For the data below, work out how many lines include the string "jacket" and report only the number.

───── Data for analysis ─────

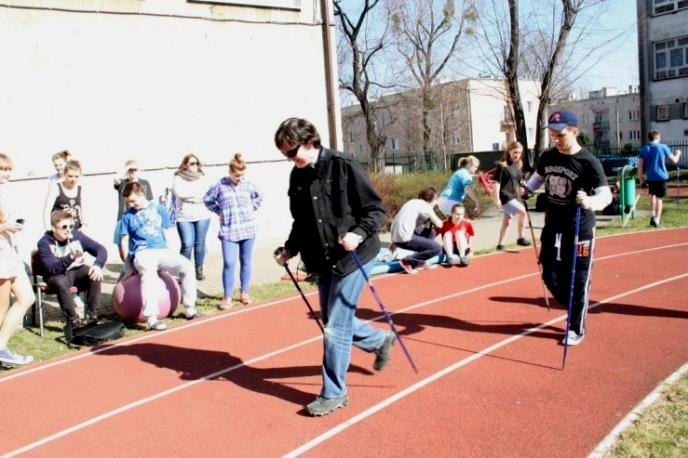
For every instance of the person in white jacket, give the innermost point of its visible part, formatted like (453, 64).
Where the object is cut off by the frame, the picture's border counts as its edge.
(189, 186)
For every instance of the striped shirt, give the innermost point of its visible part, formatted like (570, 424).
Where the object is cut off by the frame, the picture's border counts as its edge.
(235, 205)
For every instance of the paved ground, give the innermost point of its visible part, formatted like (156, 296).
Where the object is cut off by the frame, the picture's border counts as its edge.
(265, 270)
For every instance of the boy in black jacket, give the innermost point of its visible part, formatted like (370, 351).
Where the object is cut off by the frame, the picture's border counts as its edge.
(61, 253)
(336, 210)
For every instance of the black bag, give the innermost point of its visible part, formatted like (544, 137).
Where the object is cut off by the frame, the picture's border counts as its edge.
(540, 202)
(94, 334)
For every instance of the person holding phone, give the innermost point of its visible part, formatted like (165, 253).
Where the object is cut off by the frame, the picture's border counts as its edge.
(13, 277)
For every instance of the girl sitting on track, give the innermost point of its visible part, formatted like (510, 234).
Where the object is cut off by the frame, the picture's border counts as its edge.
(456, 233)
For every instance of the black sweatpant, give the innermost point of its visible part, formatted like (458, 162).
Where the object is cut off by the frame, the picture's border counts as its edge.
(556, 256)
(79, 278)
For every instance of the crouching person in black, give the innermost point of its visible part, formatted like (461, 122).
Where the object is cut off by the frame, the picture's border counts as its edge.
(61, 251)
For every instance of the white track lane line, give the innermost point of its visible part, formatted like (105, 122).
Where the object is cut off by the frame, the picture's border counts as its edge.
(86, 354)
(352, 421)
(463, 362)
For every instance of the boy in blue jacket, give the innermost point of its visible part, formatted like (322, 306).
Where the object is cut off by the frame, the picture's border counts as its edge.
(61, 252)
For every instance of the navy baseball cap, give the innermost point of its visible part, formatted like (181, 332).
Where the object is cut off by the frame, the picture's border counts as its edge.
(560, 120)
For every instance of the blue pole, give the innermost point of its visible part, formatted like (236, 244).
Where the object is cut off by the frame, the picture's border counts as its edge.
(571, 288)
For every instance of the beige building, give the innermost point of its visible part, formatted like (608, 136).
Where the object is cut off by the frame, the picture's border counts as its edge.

─────

### Output for this exercise
3